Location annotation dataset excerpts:
^^^^^^^^^^^^^^^^
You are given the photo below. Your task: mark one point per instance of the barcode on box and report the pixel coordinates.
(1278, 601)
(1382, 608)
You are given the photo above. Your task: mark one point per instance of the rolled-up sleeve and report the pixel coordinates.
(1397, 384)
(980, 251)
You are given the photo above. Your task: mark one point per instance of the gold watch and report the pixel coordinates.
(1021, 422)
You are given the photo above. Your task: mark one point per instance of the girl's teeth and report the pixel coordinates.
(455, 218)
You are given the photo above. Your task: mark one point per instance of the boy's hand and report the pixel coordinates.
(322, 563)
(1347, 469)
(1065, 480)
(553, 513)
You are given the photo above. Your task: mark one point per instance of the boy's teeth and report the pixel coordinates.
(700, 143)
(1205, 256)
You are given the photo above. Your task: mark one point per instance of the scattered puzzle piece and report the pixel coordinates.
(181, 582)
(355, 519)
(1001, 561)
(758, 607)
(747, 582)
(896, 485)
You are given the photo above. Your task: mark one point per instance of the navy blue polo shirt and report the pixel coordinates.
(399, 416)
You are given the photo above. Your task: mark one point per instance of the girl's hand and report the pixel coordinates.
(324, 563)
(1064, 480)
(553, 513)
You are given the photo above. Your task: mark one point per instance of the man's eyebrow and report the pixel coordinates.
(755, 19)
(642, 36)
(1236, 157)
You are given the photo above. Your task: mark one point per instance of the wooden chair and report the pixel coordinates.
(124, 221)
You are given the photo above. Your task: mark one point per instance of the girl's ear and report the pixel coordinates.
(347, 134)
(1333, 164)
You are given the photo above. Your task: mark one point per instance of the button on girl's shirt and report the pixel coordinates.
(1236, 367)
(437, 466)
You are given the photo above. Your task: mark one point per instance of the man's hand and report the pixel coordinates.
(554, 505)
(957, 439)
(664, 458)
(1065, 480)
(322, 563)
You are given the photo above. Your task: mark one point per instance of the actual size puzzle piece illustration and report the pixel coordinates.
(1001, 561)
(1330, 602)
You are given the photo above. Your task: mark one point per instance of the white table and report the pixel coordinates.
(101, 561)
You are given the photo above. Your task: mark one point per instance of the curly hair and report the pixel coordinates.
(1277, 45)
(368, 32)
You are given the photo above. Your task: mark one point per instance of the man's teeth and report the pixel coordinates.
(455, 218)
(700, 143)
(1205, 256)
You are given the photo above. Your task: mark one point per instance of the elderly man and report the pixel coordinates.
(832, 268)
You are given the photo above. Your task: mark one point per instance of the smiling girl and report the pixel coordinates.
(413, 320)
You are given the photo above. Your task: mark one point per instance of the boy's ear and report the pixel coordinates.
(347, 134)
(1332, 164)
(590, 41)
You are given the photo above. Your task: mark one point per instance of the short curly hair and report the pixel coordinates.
^^^^^^^^^^^^^^^^
- GOAL OF THE EXERCISE
Arrange all of the rows above as a numbered list, leaving out any blank lines.

- THE SOLUTION
1. You are given the photo below. Your task: mark one point per instance of the barcode on box and report the pixel coordinates.
2. (1278, 601)
3. (1382, 608)
4. You are given the photo above. Your task: mark one point per instance of the rolled-up sleeve and report the pixel coordinates.
5. (1397, 384)
6. (980, 251)
7. You are given the photo above. Your task: mark one point per instance of the gold watch and report the pixel coordinates.
8. (1021, 422)
9. You are given the photo above. Your task: mark one point per instance of the girl's teeth and report the pixel coordinates.
10. (455, 218)
11. You are given the photo above. Your task: mark one point per instance of the boy's hand and report the pixel coordinates.
12. (322, 563)
13. (1347, 469)
14. (1065, 480)
15. (553, 513)
16. You are given the photo above. Your task: mark one point per instance of the boy's teeth and report the pixel coordinates.
17. (700, 143)
18. (1205, 256)
19. You are given the photo above. Your task: mark one point per instance of the scattered puzzle piece and report the pixel coordinates.
20. (181, 582)
21. (355, 519)
22. (1001, 561)
23. (758, 607)
24. (747, 582)
25. (896, 485)
26. You are given the photo above. Your task: mark one point per instance of the navy blue polo shirt and report the pixel coordinates.
27. (399, 416)
28. You are given the photo above. Your task: mark one point per instance of the girl's hand and report the pixel coordinates.
29. (324, 563)
30. (1064, 480)
31. (553, 513)
32. You are given the photo above. Your task: mark one point per instance of the man's eyebrow and report the pixel coordinates.
33. (755, 19)
34. (642, 36)
35. (1236, 157)
36. You are given the photo above. Your task: mark one point per instance of the wooden chair and report the pixel coordinates.
37. (124, 221)
38. You are given the photo above. Your task: mark one point per instance of the girl's ear and report the pixel coordinates.
39. (347, 134)
40. (1333, 164)
41. You are given the photo above. Your task: mark one point per instance of the button on girl's shirt and report the pixel coordinates.
42. (1236, 367)
43. (437, 466)
44. You are given the photo above. Your task: mark one point per instance of the man's hand and report the pixel coordinates.
45. (554, 505)
46. (957, 439)
47. (664, 458)
48. (1065, 480)
49. (322, 563)
50. You are given the photo above. Your task: mark one point per instance of the actual size puzzle piece illustration and report the pixel coordinates.
51. (1001, 561)
52. (1330, 602)
53. You are given the photo above. Your task: mark one point per instance of the white table and report the pixel coordinates.
54. (101, 561)
55. You are given the photo above. Your task: mark one point per instance of the curly hair and report the pixel coordinates.
56. (1277, 45)
57. (368, 32)
58. You are given the photo above. Your task: mark one point per instance of the man's teeth and report the pixel coordinates.
59. (455, 218)
60. (700, 143)
61. (1205, 256)
62. You are given the photo above. Your task: mark one point per instance of the elderly man and report the pixel coordinates.
63. (832, 268)
64. You are given the photo above. Your task: mark one point per instance of the smiling girl and report the pixel coordinates.
65. (413, 320)
66. You are given the photo above. Your task: mark one point per instance of the boy's ear and report the pixel coordinates.
67. (347, 134)
68. (1332, 164)
69. (590, 41)
70. You are given the photo above. Your task: mark one point per instance of the short curly hair and report the pixel coordinates.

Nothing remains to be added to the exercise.